[Entries drawn from a collection]
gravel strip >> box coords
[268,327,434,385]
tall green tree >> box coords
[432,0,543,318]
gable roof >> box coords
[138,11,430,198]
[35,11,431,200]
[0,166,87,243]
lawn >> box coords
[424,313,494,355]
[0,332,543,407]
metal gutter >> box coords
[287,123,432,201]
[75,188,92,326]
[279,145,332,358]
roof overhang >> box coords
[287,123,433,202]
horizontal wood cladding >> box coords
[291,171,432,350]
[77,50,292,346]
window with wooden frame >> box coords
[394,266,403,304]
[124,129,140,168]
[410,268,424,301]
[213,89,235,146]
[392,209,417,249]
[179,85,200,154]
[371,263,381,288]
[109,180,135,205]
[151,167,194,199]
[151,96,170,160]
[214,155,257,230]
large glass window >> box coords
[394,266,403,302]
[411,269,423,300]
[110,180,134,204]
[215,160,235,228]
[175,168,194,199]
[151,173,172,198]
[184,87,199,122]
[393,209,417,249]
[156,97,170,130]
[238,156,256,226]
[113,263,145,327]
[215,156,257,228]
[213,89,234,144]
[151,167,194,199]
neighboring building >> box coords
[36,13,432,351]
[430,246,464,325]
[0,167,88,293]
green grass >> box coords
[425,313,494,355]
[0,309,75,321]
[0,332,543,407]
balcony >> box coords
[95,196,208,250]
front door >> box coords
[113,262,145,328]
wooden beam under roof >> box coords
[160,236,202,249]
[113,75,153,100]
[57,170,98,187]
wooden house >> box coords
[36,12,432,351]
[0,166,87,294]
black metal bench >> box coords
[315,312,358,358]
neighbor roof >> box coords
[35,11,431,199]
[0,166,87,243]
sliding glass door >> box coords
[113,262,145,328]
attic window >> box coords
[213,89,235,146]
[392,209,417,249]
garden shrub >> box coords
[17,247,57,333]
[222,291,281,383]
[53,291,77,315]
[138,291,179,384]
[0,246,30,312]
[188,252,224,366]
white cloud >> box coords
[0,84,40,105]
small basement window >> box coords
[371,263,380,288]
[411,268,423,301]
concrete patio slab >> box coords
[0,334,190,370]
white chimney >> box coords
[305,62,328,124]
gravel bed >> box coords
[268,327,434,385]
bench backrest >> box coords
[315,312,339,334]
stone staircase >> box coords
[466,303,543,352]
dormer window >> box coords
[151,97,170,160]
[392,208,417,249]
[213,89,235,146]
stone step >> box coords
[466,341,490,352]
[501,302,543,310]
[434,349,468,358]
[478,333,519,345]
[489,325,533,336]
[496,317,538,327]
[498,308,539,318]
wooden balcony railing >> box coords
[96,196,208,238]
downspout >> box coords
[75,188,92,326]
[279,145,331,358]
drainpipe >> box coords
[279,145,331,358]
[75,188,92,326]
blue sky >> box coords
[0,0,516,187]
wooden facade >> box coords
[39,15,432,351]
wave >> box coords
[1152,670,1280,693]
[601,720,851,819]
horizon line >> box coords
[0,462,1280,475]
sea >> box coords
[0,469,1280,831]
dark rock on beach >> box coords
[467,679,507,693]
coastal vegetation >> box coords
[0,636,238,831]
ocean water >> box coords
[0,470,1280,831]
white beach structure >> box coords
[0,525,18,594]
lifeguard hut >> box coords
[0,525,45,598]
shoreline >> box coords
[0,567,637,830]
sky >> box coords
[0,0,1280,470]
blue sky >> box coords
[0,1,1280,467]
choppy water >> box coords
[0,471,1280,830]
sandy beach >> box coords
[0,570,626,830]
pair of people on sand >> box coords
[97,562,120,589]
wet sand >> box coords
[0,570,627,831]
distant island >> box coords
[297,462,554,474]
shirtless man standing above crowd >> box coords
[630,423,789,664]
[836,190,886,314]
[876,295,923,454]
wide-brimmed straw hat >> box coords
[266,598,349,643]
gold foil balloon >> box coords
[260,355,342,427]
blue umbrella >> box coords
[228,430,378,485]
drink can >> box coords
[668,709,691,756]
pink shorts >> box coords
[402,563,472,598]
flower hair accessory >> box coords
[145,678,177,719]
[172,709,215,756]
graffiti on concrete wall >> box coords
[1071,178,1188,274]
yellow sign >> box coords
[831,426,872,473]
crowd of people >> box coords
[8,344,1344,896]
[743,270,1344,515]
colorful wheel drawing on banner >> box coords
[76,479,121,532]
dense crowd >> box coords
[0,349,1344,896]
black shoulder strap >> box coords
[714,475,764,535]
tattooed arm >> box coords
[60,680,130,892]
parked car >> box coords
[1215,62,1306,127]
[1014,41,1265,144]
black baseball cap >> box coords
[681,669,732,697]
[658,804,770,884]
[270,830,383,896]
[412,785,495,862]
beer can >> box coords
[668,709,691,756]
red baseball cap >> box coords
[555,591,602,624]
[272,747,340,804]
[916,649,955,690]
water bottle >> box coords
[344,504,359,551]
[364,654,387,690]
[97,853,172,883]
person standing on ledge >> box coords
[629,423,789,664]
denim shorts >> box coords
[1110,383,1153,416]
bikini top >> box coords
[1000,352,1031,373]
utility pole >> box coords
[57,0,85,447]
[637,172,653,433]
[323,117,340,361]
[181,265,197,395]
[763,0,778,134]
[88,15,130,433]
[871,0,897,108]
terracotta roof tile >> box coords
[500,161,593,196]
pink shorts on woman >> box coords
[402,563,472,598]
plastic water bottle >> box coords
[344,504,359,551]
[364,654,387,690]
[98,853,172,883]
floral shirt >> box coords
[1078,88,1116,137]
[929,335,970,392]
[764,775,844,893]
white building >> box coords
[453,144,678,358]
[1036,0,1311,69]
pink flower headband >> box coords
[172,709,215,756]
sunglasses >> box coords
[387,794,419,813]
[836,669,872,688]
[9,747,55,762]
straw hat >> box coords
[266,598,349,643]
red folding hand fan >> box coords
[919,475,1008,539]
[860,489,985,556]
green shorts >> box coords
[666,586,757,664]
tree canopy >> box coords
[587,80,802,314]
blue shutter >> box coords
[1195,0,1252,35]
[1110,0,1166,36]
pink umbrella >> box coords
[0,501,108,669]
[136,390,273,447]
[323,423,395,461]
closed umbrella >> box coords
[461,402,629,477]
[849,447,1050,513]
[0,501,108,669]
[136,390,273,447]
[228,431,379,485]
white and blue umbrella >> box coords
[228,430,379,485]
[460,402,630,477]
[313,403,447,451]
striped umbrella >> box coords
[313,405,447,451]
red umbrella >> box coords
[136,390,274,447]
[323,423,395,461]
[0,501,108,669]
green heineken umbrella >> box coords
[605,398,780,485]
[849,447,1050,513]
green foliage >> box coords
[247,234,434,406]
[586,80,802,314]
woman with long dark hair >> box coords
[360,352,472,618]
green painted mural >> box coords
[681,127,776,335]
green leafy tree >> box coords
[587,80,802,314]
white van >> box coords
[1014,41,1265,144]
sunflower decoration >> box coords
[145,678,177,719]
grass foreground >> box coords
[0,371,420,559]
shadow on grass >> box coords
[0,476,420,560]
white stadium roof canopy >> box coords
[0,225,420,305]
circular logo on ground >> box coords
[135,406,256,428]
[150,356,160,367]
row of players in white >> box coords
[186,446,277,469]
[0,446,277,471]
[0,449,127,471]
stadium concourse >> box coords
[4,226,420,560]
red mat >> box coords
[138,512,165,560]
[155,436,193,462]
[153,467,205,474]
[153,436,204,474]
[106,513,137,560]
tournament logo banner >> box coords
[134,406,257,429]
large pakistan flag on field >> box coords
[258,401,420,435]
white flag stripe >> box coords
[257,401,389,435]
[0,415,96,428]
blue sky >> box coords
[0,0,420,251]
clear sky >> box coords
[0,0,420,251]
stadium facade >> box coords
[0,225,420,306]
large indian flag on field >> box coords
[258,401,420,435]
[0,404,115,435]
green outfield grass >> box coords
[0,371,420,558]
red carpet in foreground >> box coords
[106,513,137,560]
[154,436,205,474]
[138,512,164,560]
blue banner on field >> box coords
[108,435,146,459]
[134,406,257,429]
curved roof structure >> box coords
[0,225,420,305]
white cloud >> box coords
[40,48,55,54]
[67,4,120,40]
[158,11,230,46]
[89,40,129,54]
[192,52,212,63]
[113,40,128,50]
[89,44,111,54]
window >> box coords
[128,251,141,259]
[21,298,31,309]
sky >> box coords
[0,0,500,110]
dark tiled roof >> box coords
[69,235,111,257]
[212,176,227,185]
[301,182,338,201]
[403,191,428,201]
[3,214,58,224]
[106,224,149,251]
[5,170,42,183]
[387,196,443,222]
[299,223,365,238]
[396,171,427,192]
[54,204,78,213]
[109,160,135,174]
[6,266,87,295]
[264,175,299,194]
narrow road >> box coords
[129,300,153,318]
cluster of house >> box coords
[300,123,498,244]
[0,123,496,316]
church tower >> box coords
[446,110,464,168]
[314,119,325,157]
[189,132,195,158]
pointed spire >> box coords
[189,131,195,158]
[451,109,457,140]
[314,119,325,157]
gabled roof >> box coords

WHAT YOU WILL DO —
Can you turn only the entries from the line containing "distant island >> box coords" through the line containing "[629,423,789,664]" into a numbered list, leaving out any blank lines?

EXERCISE SOLUTION —
1. distant island >> box coords
2. [297,462,554,474]
3. shirtless man standing above crowd >> box coords
4. [630,423,789,664]
5. [836,190,886,314]
6. [876,295,923,454]
7. wide-brimmed straw hat >> box coords
8. [266,598,349,643]
9. gold foil balloon >> box coords
10. [260,355,342,427]
11. blue umbrella >> box coords
12. [228,430,378,485]
13. drink can >> box coords
14. [668,709,691,756]
15. pink shorts >> box coords
16. [402,563,472,598]
17. flower hair accessory >> box coords
18. [145,678,177,719]
19. [172,709,215,756]
20. graffiti on concrete wall >> box coords
21. [1071,178,1188,274]
22. yellow sign >> box coords
23. [831,426,872,473]
24. crowd of people >> box coords
25. [8,344,1344,896]
26. [743,270,1344,515]
27. colorful wheel drawing on banner >> box coords
28. [76,479,121,532]
29. dense crowd >> box coords
30. [0,349,1344,896]
31. black shoulder strap >> box coords
32. [714,475,764,535]
33. tattooed arm >> box coords
34. [60,680,130,892]
35. parked car >> box coords
36. [1215,62,1306,127]
37. [1014,41,1265,144]
38. black baseball cap >> box coords
39. [681,669,732,697]
40. [658,804,770,884]
41. [270,830,383,896]
42. [412,785,495,862]
43. beer can >> box coords
44. [668,709,691,756]
45. red baseball cap >> box coords
46. [555,591,602,624]
47. [272,747,340,804]
48. [916,649,955,690]
49. water bottle >> box coords
50. [344,504,359,551]
51. [364,654,387,690]
52. [97,853,172,883]
53. person standing on ledge >> box coords
54. [629,423,789,664]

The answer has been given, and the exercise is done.